● Document text:

##########

The Law’s of Singularity and Unpredictability

The 16th law of the 22 Immutable Laws of Marketing says, “In each situation, only one move will produce substantial results.” I am going to disagree on this one but I understand where they are coming from. Skilled companies can work on different tactics to get them to the result they desire but they need to be careful not to get off track. In addition, there are other laws in this book that say a similar thing so I will move on.

predictability The Laws of Singularity and Unpredictability

The 17th law is the Law of Predictability and it says, “Unless you write your competitors plans you can’t predict the future.” I think the most important thing to take away from this law is that it is very important to have short and long term plans and strategies for your business. The problem is that you can’t predict the future so having a plan is great, until the market changes on you and you have to react. When we first created Sleep Geek we put everything behind a wall and the visitor had to sign in with their email and create a password to get to the content. Good idea because we could then use those e-mails and reach out to our community when we needed to market our products or communicate with everybody. The problem was that nobody wanted to sign up that way, they just wanted to watch our video’s and read our articles without the hassle of having to sign in. After watching the metrics on the site and talking to some of our Geeks we decided that we would abandon the original plan and do what our community wanted. Good thing because it has been growing ever since.

##########

● Exercise materials:

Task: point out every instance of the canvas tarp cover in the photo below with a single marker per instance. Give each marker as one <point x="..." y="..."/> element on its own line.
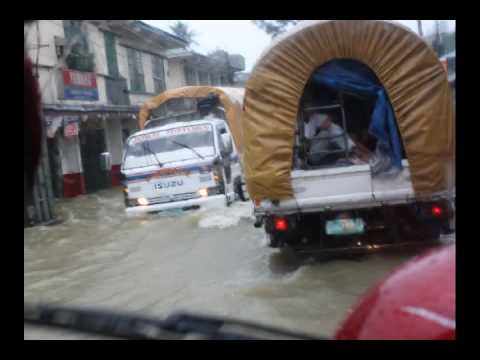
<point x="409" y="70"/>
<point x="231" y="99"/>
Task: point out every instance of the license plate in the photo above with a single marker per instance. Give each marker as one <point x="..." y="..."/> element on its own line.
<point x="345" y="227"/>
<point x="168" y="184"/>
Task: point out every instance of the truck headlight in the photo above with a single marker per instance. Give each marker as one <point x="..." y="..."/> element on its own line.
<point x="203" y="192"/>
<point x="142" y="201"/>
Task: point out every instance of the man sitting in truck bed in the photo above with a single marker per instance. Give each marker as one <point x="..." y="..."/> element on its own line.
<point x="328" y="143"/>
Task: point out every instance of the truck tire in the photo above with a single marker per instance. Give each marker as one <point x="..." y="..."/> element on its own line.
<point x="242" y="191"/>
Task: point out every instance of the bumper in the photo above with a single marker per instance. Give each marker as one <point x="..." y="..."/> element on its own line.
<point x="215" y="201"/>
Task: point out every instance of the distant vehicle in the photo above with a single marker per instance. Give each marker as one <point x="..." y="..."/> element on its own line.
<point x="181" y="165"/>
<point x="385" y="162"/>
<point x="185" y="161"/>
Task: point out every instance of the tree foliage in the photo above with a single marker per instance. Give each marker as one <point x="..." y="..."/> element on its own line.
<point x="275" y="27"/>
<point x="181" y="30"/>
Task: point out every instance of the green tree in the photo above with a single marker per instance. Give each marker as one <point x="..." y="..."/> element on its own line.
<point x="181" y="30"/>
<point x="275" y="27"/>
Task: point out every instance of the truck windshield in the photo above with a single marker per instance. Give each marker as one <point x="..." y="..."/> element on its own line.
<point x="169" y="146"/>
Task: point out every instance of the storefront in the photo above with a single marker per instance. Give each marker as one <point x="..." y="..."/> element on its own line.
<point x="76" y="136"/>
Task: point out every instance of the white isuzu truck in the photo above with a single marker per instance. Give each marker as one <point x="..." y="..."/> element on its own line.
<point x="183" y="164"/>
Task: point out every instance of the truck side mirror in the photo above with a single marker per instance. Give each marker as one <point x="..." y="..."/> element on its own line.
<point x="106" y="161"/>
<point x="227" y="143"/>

##########

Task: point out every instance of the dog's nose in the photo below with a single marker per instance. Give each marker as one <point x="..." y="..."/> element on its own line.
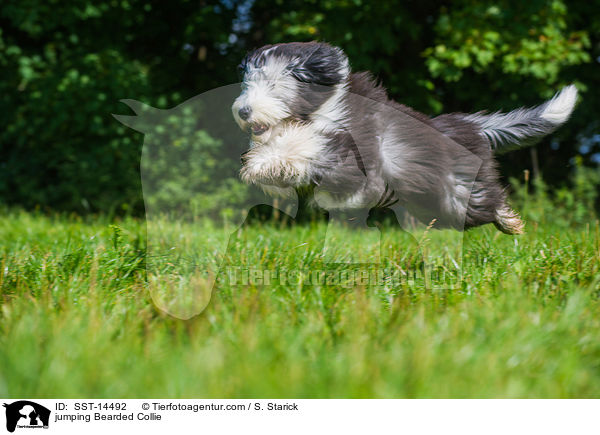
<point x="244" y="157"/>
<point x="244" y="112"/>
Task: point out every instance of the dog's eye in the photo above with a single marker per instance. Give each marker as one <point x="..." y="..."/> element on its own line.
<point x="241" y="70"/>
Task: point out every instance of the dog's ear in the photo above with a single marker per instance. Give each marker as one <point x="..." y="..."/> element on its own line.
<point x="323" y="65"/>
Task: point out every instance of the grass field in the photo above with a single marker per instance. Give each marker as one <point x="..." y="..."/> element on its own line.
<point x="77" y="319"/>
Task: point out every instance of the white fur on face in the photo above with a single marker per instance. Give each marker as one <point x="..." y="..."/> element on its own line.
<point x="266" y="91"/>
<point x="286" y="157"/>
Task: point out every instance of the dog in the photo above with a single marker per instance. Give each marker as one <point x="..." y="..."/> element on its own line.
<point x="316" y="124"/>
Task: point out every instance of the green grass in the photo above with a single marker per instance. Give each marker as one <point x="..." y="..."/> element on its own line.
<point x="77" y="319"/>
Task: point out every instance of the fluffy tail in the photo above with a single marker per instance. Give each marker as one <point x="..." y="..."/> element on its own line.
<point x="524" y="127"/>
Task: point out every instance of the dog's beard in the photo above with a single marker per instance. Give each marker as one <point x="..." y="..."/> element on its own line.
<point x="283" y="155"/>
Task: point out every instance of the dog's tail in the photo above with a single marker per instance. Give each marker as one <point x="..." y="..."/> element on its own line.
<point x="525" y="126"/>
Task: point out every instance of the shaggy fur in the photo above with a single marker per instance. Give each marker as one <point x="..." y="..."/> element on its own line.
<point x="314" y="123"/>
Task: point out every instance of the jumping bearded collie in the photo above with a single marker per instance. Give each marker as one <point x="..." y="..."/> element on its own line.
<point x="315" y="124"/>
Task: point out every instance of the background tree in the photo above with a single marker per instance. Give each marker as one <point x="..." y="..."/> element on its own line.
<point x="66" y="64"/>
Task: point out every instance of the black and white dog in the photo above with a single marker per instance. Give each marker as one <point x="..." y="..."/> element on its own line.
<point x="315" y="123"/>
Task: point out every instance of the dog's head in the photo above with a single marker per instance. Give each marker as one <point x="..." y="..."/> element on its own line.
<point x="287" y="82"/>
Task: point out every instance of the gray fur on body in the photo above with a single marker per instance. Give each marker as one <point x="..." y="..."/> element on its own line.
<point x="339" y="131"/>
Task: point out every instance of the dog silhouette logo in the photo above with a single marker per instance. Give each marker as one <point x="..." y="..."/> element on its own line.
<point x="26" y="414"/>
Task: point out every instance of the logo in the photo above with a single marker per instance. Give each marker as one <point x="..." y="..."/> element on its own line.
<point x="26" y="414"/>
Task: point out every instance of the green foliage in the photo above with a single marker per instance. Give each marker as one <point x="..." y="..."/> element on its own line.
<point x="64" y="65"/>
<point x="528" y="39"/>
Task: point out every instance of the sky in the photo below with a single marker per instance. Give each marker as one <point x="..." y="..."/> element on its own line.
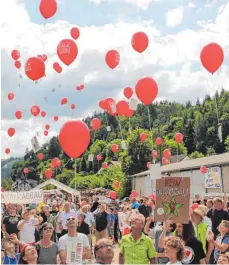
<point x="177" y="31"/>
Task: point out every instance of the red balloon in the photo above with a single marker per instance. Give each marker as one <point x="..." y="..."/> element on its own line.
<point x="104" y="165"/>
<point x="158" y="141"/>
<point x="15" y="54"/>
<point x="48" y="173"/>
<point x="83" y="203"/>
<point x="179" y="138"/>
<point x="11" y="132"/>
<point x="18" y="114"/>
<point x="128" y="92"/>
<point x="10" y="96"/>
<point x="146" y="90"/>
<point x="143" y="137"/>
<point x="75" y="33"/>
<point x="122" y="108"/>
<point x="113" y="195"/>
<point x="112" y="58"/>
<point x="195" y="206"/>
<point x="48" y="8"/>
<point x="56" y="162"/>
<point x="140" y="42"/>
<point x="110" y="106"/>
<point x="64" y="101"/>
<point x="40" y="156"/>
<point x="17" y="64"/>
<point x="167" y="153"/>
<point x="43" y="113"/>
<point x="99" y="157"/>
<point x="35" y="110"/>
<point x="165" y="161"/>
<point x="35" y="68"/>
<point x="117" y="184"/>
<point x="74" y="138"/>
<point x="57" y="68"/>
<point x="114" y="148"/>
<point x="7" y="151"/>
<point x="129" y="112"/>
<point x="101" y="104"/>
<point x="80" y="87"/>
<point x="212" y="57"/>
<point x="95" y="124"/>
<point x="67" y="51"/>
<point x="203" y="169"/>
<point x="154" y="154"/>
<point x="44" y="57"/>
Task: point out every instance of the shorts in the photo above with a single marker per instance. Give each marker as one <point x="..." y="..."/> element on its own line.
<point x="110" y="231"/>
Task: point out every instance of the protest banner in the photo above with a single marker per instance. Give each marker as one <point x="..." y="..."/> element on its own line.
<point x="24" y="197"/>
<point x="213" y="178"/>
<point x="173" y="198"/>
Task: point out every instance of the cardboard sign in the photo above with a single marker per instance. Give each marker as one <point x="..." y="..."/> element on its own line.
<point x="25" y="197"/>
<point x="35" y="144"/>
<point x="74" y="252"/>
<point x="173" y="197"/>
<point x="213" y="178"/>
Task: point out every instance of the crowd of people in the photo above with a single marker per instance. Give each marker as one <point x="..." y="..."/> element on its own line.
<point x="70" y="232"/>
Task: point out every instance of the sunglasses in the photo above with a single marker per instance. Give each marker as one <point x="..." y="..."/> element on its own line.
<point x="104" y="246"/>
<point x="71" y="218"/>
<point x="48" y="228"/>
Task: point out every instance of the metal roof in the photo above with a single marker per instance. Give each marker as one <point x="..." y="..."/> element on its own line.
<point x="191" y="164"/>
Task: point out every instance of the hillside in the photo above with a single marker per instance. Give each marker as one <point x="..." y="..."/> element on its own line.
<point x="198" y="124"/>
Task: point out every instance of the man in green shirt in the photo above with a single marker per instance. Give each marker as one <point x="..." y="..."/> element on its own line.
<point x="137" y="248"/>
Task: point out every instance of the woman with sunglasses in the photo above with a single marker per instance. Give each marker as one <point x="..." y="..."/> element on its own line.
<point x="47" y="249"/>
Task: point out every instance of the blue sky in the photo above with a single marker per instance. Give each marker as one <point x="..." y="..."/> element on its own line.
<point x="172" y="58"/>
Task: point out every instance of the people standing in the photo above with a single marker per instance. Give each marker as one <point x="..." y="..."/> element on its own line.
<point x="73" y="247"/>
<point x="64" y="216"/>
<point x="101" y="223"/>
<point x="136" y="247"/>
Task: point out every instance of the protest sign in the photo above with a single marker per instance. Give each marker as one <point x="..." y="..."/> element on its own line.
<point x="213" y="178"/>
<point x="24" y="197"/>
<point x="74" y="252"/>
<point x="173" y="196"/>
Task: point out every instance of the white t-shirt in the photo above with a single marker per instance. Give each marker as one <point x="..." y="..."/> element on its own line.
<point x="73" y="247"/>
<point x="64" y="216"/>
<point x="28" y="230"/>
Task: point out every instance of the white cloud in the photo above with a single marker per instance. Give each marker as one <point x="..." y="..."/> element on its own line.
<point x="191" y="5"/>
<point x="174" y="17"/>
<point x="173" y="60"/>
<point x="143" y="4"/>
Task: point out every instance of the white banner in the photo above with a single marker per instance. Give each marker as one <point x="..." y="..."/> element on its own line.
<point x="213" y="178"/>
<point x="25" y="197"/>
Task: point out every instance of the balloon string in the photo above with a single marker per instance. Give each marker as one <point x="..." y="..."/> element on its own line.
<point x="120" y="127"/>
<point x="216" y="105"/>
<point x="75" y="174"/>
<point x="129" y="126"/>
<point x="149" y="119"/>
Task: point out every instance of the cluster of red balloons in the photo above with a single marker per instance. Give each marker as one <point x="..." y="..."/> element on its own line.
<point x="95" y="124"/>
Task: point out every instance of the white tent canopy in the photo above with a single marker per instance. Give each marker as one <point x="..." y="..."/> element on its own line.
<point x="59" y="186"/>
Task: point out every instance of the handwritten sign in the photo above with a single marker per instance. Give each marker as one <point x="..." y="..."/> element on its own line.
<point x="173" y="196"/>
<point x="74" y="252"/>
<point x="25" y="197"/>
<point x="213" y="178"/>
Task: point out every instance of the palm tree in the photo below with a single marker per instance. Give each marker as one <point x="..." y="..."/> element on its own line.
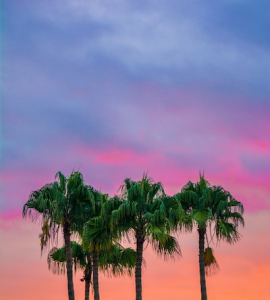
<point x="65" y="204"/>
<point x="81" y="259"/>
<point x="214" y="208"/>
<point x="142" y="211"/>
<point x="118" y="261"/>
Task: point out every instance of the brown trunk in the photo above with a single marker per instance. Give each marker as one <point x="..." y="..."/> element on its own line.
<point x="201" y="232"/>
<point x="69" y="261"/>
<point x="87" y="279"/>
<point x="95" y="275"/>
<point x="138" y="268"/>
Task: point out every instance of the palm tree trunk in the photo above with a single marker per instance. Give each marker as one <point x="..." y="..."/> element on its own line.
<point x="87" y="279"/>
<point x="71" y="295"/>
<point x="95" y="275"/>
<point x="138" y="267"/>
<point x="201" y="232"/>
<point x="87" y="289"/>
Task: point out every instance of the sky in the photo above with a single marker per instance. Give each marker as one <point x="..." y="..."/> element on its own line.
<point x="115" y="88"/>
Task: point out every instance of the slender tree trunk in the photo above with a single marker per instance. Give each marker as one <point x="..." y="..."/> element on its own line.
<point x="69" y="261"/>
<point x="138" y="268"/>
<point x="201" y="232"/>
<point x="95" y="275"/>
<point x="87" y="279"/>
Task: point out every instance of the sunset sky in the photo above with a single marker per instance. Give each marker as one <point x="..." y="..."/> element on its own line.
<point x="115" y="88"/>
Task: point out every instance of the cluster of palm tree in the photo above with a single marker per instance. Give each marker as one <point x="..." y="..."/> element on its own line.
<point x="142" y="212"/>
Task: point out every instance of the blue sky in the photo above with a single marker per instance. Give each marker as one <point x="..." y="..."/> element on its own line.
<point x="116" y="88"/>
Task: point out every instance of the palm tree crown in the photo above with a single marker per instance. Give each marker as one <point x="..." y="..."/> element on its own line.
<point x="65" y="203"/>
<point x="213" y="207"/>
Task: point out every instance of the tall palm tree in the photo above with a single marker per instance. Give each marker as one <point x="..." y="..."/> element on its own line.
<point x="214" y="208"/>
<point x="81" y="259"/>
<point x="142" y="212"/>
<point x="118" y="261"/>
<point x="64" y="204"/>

##########

● What to do:
(a) According to the marketing post, what did visitors to Sleep Geek first have to do to reach its content?
(b) Filter the records and copy every line that contains the string "foliage". Case counts.

● Per-task answers:
(a) They had to sign in with their email and create a password.

(b)
Task: point out every instance of the tree foliage in the photo above with a single marker per instance. Give each marker as one <point x="..." y="..."/> element on its own line.
Task: point out every instance of the green foliage in the photo above with a single marker per instance. Give each marker as one <point x="..." y="..."/> element on its own line.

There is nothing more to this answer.